==== Input for this task
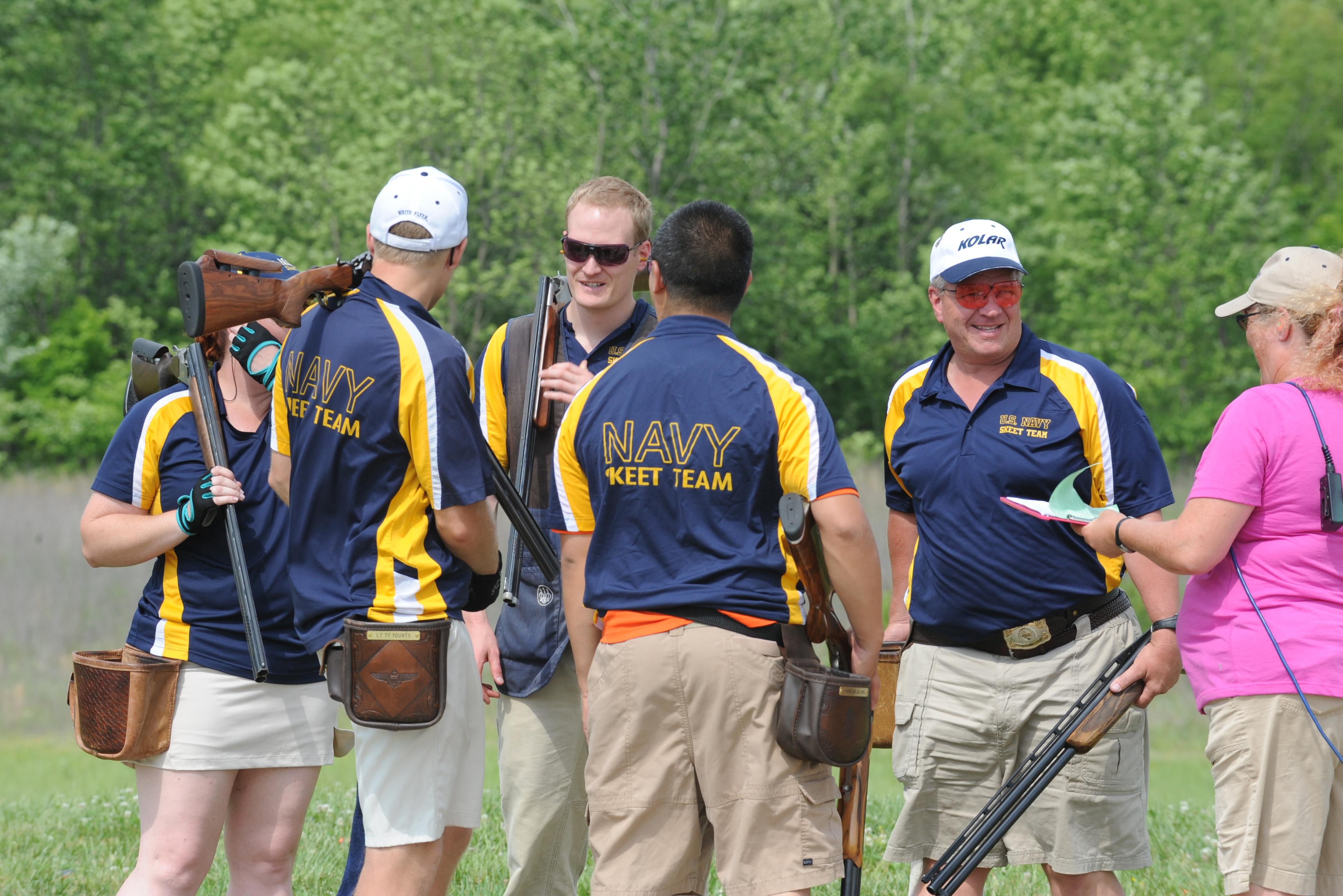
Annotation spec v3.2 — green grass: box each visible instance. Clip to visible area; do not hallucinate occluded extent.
[0,690,1221,896]
[0,775,1221,896]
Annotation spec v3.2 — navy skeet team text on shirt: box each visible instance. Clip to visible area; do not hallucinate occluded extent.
[885,326,1174,643]
[93,376,321,684]
[272,277,494,652]
[550,314,854,623]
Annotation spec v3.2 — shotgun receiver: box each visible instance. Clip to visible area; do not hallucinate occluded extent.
[779,493,872,896]
[177,249,373,338]
[921,630,1152,896]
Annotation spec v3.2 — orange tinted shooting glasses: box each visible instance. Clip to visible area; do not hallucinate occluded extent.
[952,279,1021,310]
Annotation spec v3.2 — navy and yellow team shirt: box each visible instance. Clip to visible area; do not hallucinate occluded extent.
[93,384,321,684]
[885,326,1174,642]
[552,314,855,631]
[272,277,493,650]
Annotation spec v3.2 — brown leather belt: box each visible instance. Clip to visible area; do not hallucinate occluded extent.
[909,588,1129,660]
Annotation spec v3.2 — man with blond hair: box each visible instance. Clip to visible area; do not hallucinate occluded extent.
[466,177,657,896]
[270,168,500,896]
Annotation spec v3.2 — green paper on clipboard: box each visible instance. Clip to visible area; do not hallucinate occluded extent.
[999,464,1119,523]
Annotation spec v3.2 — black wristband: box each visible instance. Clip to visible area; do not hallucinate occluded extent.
[462,553,504,613]
[1115,516,1133,553]
[1152,613,1179,631]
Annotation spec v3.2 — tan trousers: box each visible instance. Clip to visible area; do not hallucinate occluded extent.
[497,650,587,896]
[1203,693,1343,896]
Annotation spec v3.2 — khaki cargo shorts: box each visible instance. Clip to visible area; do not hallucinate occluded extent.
[354,619,485,849]
[885,610,1151,875]
[585,623,843,896]
[1203,693,1343,896]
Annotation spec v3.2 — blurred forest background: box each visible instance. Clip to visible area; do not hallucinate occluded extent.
[0,0,1343,472]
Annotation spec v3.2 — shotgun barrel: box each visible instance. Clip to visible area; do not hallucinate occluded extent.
[779,492,872,896]
[921,630,1152,896]
[485,449,560,582]
[505,277,560,607]
[185,343,270,682]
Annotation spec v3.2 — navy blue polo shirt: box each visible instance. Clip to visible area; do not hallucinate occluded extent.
[271,277,494,650]
[93,376,321,684]
[885,326,1174,642]
[550,314,853,623]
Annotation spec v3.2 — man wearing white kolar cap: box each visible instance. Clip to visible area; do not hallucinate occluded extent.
[271,168,500,896]
[885,220,1180,896]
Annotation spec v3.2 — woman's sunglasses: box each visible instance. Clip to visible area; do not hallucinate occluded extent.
[952,279,1021,310]
[560,234,637,267]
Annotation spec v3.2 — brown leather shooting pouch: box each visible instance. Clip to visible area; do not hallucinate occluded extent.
[322,617,453,731]
[872,641,905,749]
[775,625,872,768]
[66,646,183,762]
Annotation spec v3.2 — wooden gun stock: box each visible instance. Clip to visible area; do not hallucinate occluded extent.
[532,301,560,430]
[779,493,872,896]
[177,249,356,338]
[1066,678,1143,752]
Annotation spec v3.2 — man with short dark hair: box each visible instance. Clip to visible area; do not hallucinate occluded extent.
[270,168,498,896]
[552,202,881,896]
[885,220,1180,896]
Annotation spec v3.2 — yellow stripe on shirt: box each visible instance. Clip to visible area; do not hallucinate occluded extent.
[1039,352,1124,591]
[719,336,821,501]
[130,392,195,511]
[719,336,821,625]
[882,360,932,497]
[368,300,447,622]
[480,324,509,470]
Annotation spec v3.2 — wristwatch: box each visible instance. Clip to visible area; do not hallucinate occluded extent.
[1152,613,1179,631]
[1115,516,1133,553]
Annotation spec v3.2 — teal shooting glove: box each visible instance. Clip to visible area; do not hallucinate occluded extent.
[228,321,279,392]
[177,473,219,535]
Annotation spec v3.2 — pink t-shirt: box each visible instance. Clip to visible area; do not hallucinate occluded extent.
[1176,383,1343,712]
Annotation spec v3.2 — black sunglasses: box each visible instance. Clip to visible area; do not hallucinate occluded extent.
[1235,312,1268,330]
[560,234,637,267]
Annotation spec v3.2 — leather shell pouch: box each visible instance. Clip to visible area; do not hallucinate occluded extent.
[322,617,453,731]
[775,625,872,768]
[66,646,183,762]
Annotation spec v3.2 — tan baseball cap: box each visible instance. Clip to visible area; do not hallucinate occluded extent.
[1217,246,1343,317]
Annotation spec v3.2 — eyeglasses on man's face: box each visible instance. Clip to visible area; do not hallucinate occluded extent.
[947,279,1021,310]
[560,232,639,267]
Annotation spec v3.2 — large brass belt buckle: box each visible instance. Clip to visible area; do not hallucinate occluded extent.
[1003,619,1052,650]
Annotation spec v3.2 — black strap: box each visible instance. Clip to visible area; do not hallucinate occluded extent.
[1288,380,1334,473]
[663,607,783,646]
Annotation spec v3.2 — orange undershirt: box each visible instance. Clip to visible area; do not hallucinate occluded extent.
[583,489,858,643]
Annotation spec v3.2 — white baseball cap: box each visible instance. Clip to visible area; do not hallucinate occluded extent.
[368,165,466,253]
[1215,246,1343,317]
[928,218,1026,283]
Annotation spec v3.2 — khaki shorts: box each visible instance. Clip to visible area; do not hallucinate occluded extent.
[354,620,485,848]
[885,610,1151,875]
[585,625,843,896]
[1203,693,1343,896]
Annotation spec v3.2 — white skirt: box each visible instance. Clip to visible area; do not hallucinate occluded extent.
[128,662,337,771]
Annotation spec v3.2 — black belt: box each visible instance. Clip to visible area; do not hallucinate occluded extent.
[909,588,1129,660]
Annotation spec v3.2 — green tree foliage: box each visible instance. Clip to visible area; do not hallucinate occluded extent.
[0,0,1343,466]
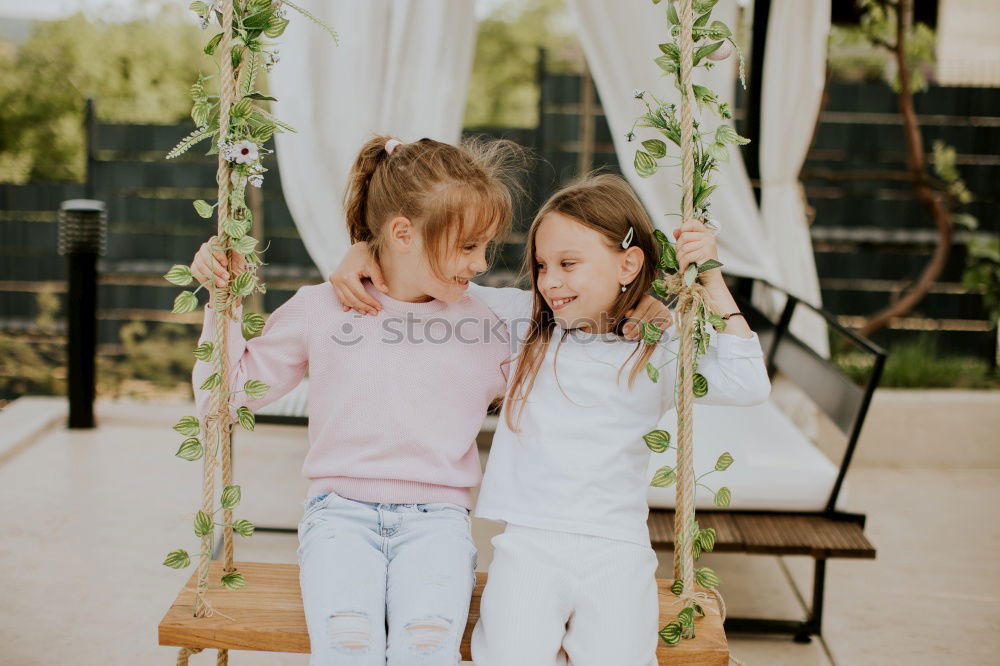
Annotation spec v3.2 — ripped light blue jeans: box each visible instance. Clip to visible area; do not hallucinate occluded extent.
[298,493,476,666]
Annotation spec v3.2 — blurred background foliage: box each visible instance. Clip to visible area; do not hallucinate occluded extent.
[0,0,1000,397]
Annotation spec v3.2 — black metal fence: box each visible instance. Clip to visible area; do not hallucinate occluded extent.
[0,79,1000,400]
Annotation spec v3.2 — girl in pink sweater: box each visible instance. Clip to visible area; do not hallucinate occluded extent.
[192,137,513,666]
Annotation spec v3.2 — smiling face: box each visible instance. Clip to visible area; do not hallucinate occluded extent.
[533,212,641,333]
[401,215,496,303]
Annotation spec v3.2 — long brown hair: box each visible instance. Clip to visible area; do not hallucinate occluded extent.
[344,136,525,278]
[507,174,660,432]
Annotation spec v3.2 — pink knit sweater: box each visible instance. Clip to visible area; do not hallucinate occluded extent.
[193,283,510,507]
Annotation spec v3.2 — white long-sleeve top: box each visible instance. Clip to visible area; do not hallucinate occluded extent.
[471,287,771,546]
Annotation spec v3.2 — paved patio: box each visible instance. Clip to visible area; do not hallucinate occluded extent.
[0,392,1000,666]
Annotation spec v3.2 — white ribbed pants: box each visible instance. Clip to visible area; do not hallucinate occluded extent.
[472,525,659,666]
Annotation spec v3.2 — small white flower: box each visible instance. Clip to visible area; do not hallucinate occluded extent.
[230,139,259,164]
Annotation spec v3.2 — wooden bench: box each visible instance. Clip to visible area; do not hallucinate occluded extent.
[648,281,885,643]
[220,281,885,642]
[159,560,729,666]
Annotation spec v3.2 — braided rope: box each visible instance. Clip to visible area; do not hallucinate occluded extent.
[674,0,704,595]
[193,0,236,648]
[666,0,743,666]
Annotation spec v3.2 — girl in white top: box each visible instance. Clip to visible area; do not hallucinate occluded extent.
[470,175,770,666]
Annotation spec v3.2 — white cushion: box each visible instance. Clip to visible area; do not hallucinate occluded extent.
[648,400,847,511]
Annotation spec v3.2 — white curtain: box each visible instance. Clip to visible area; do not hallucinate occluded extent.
[569,0,778,282]
[760,0,830,356]
[265,0,476,276]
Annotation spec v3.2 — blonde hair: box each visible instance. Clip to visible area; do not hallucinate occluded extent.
========
**Your objective**. Copy out the listing above word for word, from the line containing "Annotation spec v3.2 — blurred background" down through the line containing "[192,137,513,666]", and nothing else.

**Solution for this task**.
Annotation spec v3.2 — blurred background foliage: box each visible instance. Clip to visible area; do not hallucinate occluded extent.
[0,0,1000,397]
Annotation spec v3.2 — black metal fence: box each visible instance. Clip to visible area; do not hallucinate occluded extent.
[0,79,1000,400]
Annotation spec v3.2 — girl in pink sweater: box each visible instance. Clip to visible area; do not hallucinate occluded extent.
[192,137,513,666]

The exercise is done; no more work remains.